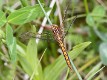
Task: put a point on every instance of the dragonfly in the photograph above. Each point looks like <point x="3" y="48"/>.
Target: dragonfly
<point x="58" y="36"/>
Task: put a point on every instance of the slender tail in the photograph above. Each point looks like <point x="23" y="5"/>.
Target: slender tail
<point x="66" y="56"/>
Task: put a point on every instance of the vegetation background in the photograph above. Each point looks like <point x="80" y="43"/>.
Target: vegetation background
<point x="22" y="58"/>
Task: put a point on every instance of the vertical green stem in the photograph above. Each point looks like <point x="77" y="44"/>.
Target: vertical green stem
<point x="86" y="6"/>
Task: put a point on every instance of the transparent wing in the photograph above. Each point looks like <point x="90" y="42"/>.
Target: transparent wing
<point x="44" y="36"/>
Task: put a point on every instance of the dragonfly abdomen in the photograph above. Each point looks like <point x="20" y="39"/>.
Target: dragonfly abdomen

================

## [TASK STATEMENT]
Return from the data every line that holds "abdomen".

## [RESPONSE TO THIS EXERCISE]
Task: put a point on every instance of the dragonfly abdomen in the photograph above. Each point looks like <point x="20" y="39"/>.
Target: dragonfly abdomen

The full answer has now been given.